• **Problem**: From the listing below, copy only the lines running from the line that contains "target | dark bronze surface" to the line that contains "target | statue's face", both included.

• **Data in this exercise**:

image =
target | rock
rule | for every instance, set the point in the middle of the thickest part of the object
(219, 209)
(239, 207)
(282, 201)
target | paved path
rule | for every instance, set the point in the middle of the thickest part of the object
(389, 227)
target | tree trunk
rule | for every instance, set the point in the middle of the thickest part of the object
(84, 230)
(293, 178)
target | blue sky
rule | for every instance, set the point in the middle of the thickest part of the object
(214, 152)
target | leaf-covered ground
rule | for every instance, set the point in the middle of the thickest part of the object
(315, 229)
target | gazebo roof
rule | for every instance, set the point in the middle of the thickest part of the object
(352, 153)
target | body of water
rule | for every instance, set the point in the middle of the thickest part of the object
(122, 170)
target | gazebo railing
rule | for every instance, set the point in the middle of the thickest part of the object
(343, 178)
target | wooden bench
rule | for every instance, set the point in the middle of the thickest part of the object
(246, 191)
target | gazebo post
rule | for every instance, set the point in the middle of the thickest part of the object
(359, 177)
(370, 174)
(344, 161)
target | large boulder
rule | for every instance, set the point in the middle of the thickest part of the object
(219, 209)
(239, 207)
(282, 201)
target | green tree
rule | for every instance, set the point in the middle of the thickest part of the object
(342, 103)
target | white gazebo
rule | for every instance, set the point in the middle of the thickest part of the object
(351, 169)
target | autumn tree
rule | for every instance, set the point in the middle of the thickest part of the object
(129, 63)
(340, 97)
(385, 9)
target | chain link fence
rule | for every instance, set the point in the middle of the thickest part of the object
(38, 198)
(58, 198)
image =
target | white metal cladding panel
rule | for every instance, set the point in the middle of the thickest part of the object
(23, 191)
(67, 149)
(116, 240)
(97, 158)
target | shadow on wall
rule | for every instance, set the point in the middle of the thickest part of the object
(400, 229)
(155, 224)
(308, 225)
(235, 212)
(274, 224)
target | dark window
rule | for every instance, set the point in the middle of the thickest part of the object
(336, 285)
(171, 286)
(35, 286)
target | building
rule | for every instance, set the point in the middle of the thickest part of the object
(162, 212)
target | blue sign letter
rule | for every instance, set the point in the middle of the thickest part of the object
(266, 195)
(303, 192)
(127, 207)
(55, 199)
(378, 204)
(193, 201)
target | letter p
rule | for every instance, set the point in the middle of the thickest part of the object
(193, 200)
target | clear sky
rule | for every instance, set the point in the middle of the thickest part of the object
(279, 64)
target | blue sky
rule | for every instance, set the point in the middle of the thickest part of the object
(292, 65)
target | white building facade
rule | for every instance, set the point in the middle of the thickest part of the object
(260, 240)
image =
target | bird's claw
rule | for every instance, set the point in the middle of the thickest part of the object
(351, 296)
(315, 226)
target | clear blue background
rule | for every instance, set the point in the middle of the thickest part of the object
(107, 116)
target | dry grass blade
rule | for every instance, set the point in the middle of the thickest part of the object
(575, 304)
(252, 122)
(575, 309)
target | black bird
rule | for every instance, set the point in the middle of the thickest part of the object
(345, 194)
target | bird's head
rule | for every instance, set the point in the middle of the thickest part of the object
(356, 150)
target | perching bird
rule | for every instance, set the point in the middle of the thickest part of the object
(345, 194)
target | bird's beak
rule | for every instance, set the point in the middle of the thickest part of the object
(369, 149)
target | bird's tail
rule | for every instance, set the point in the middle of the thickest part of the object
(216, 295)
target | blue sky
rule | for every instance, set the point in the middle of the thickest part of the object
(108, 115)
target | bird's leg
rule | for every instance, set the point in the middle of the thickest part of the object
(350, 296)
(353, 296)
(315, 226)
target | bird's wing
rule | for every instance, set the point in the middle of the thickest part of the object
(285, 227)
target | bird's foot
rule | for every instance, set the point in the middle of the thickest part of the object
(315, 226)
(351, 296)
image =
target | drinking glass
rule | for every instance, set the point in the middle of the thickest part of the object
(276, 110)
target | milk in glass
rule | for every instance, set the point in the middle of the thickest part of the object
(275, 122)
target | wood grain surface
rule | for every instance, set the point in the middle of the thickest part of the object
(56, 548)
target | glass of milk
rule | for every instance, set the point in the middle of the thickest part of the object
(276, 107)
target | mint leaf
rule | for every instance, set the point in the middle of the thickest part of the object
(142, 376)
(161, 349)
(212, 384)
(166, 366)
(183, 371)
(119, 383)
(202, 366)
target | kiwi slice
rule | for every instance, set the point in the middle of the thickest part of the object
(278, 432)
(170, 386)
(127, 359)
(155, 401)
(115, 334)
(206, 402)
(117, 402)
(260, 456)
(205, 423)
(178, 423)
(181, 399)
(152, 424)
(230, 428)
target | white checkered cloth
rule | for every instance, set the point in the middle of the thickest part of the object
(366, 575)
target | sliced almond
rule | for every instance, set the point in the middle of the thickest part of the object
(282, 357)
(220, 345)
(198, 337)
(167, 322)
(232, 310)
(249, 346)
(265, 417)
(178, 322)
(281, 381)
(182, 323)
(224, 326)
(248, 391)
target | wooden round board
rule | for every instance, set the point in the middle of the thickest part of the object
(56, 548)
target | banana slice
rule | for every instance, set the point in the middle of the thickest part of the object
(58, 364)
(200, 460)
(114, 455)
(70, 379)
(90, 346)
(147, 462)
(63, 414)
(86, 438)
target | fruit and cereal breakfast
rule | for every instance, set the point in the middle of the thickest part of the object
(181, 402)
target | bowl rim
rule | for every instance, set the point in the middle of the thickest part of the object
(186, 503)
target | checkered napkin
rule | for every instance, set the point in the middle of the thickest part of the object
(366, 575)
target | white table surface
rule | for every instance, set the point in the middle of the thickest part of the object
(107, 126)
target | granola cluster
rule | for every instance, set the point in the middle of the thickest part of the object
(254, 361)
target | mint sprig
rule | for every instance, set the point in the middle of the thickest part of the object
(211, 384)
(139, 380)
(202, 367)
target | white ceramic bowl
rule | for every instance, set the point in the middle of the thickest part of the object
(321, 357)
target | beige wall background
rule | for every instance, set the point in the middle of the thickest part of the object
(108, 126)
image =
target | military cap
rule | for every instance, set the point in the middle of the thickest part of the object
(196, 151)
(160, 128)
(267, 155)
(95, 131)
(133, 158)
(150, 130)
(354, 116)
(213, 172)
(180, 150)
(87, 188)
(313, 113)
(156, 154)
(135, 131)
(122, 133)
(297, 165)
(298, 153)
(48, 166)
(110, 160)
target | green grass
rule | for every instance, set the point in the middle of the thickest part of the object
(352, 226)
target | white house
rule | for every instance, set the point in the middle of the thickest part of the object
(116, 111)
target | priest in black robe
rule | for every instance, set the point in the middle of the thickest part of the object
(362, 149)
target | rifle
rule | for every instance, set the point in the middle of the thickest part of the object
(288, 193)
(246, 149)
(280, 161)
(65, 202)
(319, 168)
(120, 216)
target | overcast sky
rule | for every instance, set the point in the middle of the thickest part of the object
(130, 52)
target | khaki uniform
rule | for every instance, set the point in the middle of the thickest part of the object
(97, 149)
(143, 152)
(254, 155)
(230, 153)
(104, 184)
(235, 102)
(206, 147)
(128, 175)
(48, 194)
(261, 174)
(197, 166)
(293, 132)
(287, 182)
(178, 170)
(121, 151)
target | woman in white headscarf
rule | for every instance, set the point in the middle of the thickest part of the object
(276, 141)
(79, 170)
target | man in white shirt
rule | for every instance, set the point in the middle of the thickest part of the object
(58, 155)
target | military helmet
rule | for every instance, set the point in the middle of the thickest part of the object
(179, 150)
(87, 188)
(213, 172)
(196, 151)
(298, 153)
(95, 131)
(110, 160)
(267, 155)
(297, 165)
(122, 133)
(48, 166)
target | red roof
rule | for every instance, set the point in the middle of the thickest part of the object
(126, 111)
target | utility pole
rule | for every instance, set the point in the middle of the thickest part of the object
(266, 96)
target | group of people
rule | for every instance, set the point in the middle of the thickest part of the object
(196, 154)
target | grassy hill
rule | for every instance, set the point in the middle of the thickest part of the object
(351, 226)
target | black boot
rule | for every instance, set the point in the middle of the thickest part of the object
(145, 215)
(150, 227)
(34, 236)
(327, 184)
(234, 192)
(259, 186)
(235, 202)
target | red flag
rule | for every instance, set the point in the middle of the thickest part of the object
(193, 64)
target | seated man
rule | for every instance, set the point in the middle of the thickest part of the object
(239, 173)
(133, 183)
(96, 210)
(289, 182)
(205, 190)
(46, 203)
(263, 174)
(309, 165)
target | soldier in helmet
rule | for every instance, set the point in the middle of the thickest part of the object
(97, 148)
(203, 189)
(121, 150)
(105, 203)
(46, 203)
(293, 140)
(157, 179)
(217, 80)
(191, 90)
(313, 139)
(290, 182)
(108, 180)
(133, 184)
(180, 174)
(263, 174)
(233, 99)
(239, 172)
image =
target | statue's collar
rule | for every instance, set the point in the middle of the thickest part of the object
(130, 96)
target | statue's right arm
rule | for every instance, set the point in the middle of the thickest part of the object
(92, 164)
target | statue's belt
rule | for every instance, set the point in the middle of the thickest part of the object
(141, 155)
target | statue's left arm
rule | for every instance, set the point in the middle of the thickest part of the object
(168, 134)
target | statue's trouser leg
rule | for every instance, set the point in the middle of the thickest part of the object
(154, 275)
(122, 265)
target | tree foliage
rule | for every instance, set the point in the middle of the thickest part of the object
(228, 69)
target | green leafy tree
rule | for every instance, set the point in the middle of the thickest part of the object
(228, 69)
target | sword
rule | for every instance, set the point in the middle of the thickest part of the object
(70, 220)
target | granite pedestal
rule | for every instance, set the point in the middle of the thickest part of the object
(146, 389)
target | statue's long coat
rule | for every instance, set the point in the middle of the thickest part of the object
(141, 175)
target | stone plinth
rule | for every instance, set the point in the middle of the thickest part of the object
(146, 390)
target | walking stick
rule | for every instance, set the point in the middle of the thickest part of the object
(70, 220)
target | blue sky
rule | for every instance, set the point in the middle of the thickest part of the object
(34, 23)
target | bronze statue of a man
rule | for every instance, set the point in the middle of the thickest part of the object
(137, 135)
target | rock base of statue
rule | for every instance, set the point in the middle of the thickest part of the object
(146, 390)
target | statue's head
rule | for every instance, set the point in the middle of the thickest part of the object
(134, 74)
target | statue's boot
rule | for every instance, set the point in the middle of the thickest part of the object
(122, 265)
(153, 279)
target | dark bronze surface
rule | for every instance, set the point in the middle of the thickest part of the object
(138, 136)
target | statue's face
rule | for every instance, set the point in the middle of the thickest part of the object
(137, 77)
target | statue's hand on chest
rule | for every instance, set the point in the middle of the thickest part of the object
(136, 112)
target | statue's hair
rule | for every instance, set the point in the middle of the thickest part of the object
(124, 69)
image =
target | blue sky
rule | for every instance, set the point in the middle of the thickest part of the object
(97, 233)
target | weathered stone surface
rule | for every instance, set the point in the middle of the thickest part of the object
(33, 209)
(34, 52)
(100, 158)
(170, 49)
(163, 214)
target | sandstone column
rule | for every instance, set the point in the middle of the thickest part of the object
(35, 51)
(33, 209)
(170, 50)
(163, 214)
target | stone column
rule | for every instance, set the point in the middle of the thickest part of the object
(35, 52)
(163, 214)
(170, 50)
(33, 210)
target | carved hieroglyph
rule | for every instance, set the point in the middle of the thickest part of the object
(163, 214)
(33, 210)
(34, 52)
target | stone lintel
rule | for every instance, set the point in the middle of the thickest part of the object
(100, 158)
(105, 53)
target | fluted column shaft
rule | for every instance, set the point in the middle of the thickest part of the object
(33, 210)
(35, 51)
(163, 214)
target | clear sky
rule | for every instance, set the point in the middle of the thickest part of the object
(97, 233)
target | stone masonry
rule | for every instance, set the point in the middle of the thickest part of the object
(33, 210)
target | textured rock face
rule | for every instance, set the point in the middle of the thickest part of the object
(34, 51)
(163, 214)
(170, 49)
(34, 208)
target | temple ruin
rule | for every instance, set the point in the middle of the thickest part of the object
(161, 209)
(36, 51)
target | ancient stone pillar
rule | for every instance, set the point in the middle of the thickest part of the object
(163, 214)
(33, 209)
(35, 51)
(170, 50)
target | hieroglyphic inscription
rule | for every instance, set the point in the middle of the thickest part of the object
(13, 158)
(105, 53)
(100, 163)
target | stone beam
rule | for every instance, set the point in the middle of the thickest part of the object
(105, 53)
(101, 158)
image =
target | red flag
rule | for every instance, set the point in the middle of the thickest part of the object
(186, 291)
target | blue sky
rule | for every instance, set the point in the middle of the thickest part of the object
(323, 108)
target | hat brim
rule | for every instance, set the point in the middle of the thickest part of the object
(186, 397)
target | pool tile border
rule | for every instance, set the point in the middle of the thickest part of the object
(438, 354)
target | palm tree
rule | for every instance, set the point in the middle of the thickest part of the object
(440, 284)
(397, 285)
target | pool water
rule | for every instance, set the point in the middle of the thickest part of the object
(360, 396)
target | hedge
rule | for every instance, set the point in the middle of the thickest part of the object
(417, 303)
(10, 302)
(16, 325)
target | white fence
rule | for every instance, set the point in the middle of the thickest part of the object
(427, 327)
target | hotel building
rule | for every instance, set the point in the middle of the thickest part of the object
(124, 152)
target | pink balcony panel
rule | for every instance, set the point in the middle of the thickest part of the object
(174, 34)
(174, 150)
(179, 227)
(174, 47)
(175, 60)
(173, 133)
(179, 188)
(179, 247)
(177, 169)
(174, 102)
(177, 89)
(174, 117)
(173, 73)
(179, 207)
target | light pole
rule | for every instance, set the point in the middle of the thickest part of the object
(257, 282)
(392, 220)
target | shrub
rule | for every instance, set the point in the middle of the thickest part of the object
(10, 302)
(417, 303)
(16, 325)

• **Exercise response**:
target | dark bronze surface
rule | for every instance, set the point in the middle of the thickest part of the object
(138, 136)
target | statue's face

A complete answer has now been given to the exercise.